## SOURCE TEXT

== Segment start ==

Welcome Remarks for The Fate of the Submarine H.L. Hunley
Good afternoon. I’m David Ferriero, Archivist of the United States, and I’m pleased to welcome you to the William G. McGowan Theater at the National Archives to hear Rachel Lance tell us about “The Fate of the Submarine H. L. Hunley.” Welcome also to those of you joining us through YouTube.
I would like to give a special welcome and thanks to Mark Mollan, an archivist in our Old Navy/Maritime Reference section, for his help and guidance, and the Washington Area Maritime Archivists Curators and Historians Group for co-sponsoring this program.
But before we get started, I’d like to tell you about two other programs coming up this week.
On Wednesday, December 13, at noon, author Molly Burton will be here to discuss and sign her new book, Finally, A Parade for You: A Gift of Gratitude for Military Men and Women Who Served During the Vietnam War. This program is presented in conjunction with our recently opened exhibit, “Remembering Vietnam,” in the Lawrence F. O’Brien Gallery.
Then, that evening, December 13 at 7 p.m., we will be treated to a concert by the U.S. Navy Band Brass Quintet. Since 1971, the Navy Band Brass Quintet has performed at ceremonies and events throughout the Washington area, including performances at the White House, Pentagon, State Department, and Washington Navy Yard.
To learn more about these and all of our public programs and exhibits, consult our monthly Calendar of Events online at Archives.gov. Check our website or sign up to get email updates. You’ll also find information about other National Archives programs and activities.
Another way to get more involved with the National Archives is to become a member of the National Archives Foundation. The Foundation supports the work of the agency, especially its education and outreach programs. Pick up your application for membership in the lobby or become a member online at archivesfoundation.org.
On February 17, 1864, in the last year of the Civil War, the Confederate submarine H. L. Hunley pressed a black powder explosive against the side of the Union ship USS Housatonic and sank it. Shortly after the Hunley became the first submarine ever to be successful in combat, it mysteriously sank.

== Segment end ==

## WHAT YOU NEED TO DO
(a) According to the welcome remarks, since what year has the U.S. Navy Band Brass Quintet performed at ceremonies and events throughout the Washington area?
(b) Go on with the welcome remarks for the Hunley talk, picking up right after their final sentence.

[Stored items]
== Segment start ==

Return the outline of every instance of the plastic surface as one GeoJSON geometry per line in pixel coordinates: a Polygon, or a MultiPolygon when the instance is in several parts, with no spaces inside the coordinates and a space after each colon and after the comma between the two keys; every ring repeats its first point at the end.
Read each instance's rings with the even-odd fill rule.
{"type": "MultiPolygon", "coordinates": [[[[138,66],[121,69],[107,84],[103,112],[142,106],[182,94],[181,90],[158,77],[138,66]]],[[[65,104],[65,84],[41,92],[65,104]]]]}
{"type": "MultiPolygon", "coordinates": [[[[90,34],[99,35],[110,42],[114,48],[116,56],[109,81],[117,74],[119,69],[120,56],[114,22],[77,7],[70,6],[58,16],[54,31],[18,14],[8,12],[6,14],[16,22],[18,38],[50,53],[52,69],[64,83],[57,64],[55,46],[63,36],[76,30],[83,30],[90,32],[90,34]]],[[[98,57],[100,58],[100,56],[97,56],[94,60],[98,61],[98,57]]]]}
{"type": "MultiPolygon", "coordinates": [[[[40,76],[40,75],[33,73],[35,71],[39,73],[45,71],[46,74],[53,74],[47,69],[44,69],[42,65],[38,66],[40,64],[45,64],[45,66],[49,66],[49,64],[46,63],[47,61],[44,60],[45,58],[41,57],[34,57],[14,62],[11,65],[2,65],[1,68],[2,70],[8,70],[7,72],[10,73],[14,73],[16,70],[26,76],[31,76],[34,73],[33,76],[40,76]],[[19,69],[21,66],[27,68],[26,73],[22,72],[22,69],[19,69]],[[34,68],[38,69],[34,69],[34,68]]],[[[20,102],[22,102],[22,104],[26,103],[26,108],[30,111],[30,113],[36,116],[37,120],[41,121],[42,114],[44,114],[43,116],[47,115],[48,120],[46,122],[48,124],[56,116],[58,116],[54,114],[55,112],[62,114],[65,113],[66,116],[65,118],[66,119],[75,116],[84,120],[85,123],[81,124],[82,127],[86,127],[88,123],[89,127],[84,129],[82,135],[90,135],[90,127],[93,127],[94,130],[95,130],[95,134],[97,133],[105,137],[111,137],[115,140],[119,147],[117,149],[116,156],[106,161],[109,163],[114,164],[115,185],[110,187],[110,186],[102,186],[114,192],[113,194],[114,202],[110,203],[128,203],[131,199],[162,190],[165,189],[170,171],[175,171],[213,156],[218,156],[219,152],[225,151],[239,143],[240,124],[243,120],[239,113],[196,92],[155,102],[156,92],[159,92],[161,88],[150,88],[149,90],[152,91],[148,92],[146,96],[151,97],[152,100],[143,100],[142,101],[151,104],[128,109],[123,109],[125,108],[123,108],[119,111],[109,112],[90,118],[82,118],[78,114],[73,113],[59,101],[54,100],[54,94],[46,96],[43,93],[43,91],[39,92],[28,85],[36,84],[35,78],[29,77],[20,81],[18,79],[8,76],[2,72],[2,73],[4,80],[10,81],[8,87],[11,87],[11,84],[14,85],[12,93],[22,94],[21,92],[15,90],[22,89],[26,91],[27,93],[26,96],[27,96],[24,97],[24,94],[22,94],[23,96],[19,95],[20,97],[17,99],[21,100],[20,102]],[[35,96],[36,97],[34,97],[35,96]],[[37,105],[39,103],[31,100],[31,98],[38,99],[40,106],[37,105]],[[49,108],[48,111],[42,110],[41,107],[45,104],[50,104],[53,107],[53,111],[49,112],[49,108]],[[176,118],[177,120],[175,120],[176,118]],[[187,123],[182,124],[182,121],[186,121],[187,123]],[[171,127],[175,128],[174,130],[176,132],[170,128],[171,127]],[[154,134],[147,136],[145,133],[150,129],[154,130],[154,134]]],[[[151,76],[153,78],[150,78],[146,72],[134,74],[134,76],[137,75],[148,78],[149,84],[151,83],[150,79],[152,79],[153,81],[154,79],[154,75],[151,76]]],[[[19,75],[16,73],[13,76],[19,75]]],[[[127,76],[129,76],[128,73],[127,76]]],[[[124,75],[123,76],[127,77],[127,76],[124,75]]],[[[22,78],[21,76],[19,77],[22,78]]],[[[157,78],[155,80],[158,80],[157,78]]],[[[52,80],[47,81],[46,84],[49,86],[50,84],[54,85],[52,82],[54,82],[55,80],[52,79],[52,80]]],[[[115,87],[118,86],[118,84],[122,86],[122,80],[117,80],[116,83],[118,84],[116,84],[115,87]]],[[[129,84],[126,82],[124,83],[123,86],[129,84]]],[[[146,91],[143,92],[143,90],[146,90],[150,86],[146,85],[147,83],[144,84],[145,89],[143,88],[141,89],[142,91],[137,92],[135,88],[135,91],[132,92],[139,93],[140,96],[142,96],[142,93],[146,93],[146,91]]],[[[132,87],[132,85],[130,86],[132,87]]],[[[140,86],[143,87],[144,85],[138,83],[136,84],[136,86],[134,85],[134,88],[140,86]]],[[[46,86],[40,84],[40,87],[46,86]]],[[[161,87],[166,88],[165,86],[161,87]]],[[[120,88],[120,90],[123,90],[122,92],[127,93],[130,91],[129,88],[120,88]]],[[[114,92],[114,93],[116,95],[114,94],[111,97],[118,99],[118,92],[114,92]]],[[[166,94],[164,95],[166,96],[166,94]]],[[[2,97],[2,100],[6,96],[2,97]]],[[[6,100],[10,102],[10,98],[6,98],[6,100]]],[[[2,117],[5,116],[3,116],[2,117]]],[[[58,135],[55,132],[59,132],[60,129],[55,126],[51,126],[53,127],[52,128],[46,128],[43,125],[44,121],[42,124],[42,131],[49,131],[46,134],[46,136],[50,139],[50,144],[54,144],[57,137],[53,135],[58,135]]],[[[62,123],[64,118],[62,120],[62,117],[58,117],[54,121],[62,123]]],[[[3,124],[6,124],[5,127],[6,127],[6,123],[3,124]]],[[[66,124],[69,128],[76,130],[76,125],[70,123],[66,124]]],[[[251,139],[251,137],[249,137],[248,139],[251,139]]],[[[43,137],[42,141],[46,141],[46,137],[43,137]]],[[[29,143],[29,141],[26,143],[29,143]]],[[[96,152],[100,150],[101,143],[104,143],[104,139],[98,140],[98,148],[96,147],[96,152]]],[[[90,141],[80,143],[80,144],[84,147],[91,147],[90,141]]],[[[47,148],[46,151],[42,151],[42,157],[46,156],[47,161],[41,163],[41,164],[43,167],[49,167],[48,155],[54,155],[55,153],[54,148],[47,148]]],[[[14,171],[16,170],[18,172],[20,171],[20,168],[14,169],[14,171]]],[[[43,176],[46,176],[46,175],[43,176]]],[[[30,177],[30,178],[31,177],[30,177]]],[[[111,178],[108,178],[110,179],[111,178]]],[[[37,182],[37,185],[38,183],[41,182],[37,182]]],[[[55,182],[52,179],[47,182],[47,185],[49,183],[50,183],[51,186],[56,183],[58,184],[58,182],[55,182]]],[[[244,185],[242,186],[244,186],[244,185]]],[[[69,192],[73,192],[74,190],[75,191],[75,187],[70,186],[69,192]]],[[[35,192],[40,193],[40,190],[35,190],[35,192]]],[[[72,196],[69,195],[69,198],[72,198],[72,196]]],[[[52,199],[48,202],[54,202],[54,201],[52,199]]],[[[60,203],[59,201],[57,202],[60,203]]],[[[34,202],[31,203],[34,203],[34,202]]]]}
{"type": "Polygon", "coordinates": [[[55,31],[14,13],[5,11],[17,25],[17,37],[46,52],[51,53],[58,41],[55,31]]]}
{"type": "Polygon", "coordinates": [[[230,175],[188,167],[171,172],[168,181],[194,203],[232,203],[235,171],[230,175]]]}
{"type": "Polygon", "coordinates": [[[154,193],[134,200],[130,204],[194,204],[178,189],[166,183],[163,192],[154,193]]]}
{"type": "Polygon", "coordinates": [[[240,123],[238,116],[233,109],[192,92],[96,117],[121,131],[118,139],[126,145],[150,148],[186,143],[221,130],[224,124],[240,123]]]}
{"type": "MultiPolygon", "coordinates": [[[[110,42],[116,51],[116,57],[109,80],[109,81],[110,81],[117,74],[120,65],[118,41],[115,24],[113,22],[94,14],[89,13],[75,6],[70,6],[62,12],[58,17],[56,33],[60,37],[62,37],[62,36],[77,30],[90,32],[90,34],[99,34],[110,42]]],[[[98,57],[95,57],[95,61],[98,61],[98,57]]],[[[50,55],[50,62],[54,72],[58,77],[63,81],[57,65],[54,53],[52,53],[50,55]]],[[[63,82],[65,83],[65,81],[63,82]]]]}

== Segment end ==

## ANSWER LIST
(a) Since 1971.

(b)
Even though the submarine was raised in the year 2000, efforts to conserve her only deepened the mystery of why she sank, as the remains of the crew were all found seated peacefully at their battle stations with no signs of trauma or attempts to escape the doomed vessel. Rachel Lance, a biomedical engineer specializing in trauma patterns from underwater explosions, investigated the various theories to explain the sinking of the Hunley as part of her Ph.D. dissertation studies at Duke University. Her documentary research led her to NARA holdings for the U.S. Naval Courts of Inquiry’s 1864 investigation of the sinking of the USS Housatonic. Today, we are pleased to welcome her to the National Archives to present the results of her investigation.
Rachel Lance holds BS and MS degrees in biomedical engineering from the University of Michigan and, despite remaining a Wolverine at heart, she received her Ph.D. in the same field from Duke University in 2016. For the past nine years, Dr. Lance worked as a proud civil servant for the U.S. Navy, building underwater breathing systems and investigating underwater blast trauma. Recently, she left the civil service and currently performs collaborative research in the field of respiratory physiology with Duke University while working on a book about the Hunley and the science required to solve the mystery.
Ladies and gentlemen, please welcome Rachel Lance.